• _Estratto scelto_

1305 L’abate Guglielmo concede in enfiteusi a Gerardo da Petriolo, 5 piedi di platea in contrada di Montolmo, quartiere del Chienti, per 20 scudi ravennati e anconetani e annua pensione di 1 denaro. Ricompare nelle Carte Fiastrensi per l’ultima volta l’appellativo quartiere del Chienti. Per tutto il corso del Medioevo le misure (piedi) cambiano ad ogni zona, pertanto è difficile quantificare con precisione le porzioni di terreno, comunque abbastanza piccole. 1314 – Il priore Iacobuccio concede in enfiteusi a Tommaso di Bartolomeo di Rigato da Montolmo una casa in Montolmo, contrada San Giovanni, per 20 soldi ravennati e anconetani; 1316 – L’abate Iacopo concede in enfiteusi a Domenico di Florito da Montolmo, una casa in detta terra, terziere di San Giovanni e una pezza di terra in fondo Camparola per 4 libre di ravvenati e anconetani e annua pensione di 3 denari; 1317 – L’abate Iacobo da Castello, concede in enfiteusi a Mattiolo di Golata da Montolmo, una “platea” in detto territorio, terziere di San Giovanni, per 10 soldi ravennati e annua pensione di 1 denaro; 1345 – L’abate Francesco di Monte Granaro concede in enfiteusi a Pietro di Rainalduzzo di Rizio da Montolmo una casa in detto distretto nel terziere di San Giovanni;

1403  L’abate Gabriele di Lorenzo da Tolentino concede a Matteo di Giovanni da Camerino, procuratore di Ciccone di Nicola di Torso da Montolmo, un “casarino” (piccola casa) in detta terra nel quartiere di San Giovanni per 3 fiorini d’oro e annua pensione di 4 denari.

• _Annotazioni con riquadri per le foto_

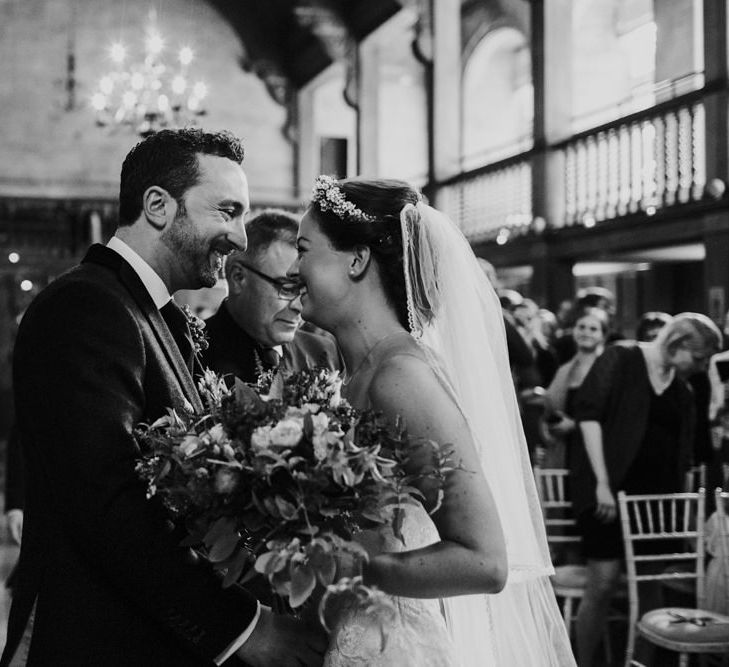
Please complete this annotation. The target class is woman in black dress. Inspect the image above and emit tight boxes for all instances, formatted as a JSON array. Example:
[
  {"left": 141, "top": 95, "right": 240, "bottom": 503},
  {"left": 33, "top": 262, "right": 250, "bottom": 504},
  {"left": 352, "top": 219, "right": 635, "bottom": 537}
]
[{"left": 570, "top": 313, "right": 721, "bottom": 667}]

---

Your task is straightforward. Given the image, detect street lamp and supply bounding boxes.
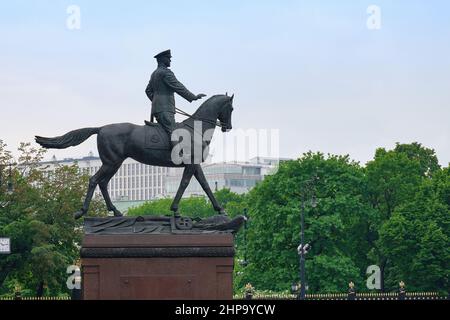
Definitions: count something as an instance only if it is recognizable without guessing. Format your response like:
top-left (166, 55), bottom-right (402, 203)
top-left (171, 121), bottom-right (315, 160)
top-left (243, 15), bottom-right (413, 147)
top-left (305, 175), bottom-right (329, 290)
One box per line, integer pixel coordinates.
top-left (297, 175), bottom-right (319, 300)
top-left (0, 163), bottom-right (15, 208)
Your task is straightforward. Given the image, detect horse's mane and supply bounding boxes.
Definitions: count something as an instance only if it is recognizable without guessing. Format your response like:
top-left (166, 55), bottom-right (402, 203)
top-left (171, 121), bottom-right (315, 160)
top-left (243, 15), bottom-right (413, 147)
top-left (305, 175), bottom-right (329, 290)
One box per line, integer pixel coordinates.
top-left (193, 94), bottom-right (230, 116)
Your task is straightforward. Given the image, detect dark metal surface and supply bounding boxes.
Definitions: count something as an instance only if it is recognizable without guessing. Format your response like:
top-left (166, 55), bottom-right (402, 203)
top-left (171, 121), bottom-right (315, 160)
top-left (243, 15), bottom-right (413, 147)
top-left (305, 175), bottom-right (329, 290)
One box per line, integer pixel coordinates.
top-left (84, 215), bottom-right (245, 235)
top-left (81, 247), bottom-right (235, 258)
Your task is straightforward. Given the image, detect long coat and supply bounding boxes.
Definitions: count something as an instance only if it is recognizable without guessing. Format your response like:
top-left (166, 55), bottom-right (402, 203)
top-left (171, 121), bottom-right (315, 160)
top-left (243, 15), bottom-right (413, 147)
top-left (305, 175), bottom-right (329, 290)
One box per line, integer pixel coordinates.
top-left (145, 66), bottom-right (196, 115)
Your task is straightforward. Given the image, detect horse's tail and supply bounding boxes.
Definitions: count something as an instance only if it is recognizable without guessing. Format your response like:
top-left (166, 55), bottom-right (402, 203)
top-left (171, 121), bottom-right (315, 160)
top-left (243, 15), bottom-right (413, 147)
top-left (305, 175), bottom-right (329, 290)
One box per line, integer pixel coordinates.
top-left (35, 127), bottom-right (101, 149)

• _Istruzioni_
• A. Rispondi alle domande sul brano relativo alle concessioni in enfiteusi a Montolmo.
(i) Per quale somma l'abate Guglielmo concede nel 1305 i 5 piedi di platea?
(ii) Quale annua pensione è fissata nella concessione del 1316?
(iii) Che cosa viene concesso nel 1403 a Matteo di Giovanni da Camerino?
• B. Prosegui il brano sulle concessioni in enfiteusi a Montolmo a partire dall'ultima frase riportata.

• _Risposte_
• A.
(i) Per 20 scudi ravennati e anconetani.
(ii) 3 denari.
(iii) Un "casarino" (piccola casa) nel quartiere di San Giovanni.

• B.
1536  Rogito del notaio Ciosati Tabbarie de Cupis. Girolamo Sansoni concede in enfiteusi alla terza generazione maschile a Marco di Marino “Bucchi Albano” e a Bernardino suo fratello, un “casarino” posto in Montolmo, nel quartiere di San Giovanni per 2 fiorini e l’annua pensione di un bolognino. 1554  Rogito notaio Paolo Angelo Paolucci da Spello. Marco Spavenzio commissario apostolico, riconferma in enfiteusi alla terza generazione maschile ad Antonio di Giovanni, di Vincenzo, di Giovanni, di Alessandro da Montolmo, una casa con forno e fienile posti in questa terra nel terziere di San Giovanni, componendosi il detto Antonio con la  Camera Apostolica in fiorini 5 e bolognini 16 per i frutti indebitamente percepiti e obbligandosi a corrispondere l’annuo censo di 2 bolognini.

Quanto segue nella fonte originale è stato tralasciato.